### [Activity]
Each entry should be quoted word for word, including every mark of punctuation.

Data records
++++++++++++++++++++
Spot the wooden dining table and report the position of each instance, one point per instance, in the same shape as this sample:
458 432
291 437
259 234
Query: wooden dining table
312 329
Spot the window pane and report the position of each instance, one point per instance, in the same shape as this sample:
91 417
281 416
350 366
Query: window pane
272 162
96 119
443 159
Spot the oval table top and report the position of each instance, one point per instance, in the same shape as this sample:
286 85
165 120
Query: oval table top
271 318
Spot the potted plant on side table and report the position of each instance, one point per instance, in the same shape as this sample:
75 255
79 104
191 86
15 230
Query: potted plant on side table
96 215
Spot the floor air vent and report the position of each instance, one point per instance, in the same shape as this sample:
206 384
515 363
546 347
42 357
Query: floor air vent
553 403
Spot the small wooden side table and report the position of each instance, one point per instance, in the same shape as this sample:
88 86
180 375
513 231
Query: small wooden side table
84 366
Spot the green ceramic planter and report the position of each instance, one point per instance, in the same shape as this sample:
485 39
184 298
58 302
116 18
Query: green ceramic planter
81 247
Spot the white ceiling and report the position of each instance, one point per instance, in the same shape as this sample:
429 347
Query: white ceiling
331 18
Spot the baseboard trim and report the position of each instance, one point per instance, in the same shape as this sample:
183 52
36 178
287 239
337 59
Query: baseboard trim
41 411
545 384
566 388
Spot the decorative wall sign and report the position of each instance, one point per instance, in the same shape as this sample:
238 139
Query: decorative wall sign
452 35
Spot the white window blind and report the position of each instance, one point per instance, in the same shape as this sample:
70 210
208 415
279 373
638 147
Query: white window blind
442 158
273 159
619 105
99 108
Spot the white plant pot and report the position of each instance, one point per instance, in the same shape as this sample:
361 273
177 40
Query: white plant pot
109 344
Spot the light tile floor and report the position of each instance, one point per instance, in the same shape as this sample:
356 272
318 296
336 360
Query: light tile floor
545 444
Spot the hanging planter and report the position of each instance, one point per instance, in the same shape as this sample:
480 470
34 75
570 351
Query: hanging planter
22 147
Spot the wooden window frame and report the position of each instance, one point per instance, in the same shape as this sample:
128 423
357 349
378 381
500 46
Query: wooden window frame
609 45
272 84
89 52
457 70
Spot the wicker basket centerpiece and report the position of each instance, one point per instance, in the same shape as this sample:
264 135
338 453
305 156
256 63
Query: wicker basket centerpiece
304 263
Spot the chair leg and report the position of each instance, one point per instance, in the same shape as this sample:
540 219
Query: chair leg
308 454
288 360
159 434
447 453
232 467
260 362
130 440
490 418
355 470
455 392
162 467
++++++++++++++++++++
### [Answer space]
Spot the wooden dining table and report the position of each instance, one point per instance, in the same shape as this sample:
458 432
291 437
259 234
Query: wooden dining table
312 329
Spot the window pane and report the position of each instance, one point per instance, in the same shape as this sample:
91 417
281 416
350 366
Query: window pane
272 162
96 119
443 159
Spot the oval table top and report the position of each instance, one point per instance, in the same shape as this sample:
286 85
165 120
Query: oval table top
271 318
Spot the potted plant on side table and report the position of each instance, one point per instance, in the same shape as this sample:
75 255
79 104
191 86
15 230
Query: potted plant on side table
96 215
Spot the floor air vent and report the position of each instance, one point per instance, in the same shape as this sample:
206 384
515 363
546 347
42 357
Query: floor air vent
553 403
Spot the small wooden side table and report the position of each instance, one point per instance, in the same shape as this sample:
88 86
180 375
513 231
Query: small wooden side table
84 366
Spot the green ceramic planter and report the position of each instance, one point per instance, in the same shape as this sample:
485 39
184 298
58 302
116 18
Query: green ceramic planter
81 247
Spot the white ceiling and report the position of each instance, one point per instance, in the same shape as this sample:
429 347
Query: white ceiling
331 18
Spot the baseboard trim and report the position of each instance, one point per instance, in the same shape as this sample:
183 52
36 178
287 239
337 59
Query: baseboard trim
41 411
545 384
566 388
Spot the decorative wall sign and report the position of each instance, one point per instance, in the same shape as this sample:
238 139
Query: decorative wall sign
452 35
Spot the white window blind and report the position of each instance, one point per instance, in the same shape as this sample:
70 210
208 415
279 373
638 147
Query: white window blind
442 158
273 159
619 105
99 108
Spot the white plant pot and report the position of each instance, one point per instance, in the same shape as this sample:
361 273
177 40
Query: white plant pot
109 344
Spot the light tile floor and report the position of each instance, one point per instance, in the same shape as this sample:
356 272
318 296
336 360
Query: light tile floor
545 444
Spot the hanging planter and report the position of each instance, one point per instance, in the same shape as this sample:
480 470
34 75
570 351
Query: hanging planter
22 147
Spot the wooden window frame and report the position of each instance, one point per instance, in the same shape as this sample:
128 423
357 349
378 381
500 46
Query: wooden window frame
609 45
272 84
89 52
457 70
Spot the wicker basket centerpiece and report the position of each instance, one point per instance, in the same shape as this sample:
264 135
338 453
305 156
256 63
Query: wicker basket centerpiece
304 263
Spot the chair leg and report the position of each instance, one point per instance, in the same shape as this sample:
540 219
Query: chair leg
308 454
288 360
159 434
447 453
232 467
260 362
130 440
490 418
355 470
455 392
162 467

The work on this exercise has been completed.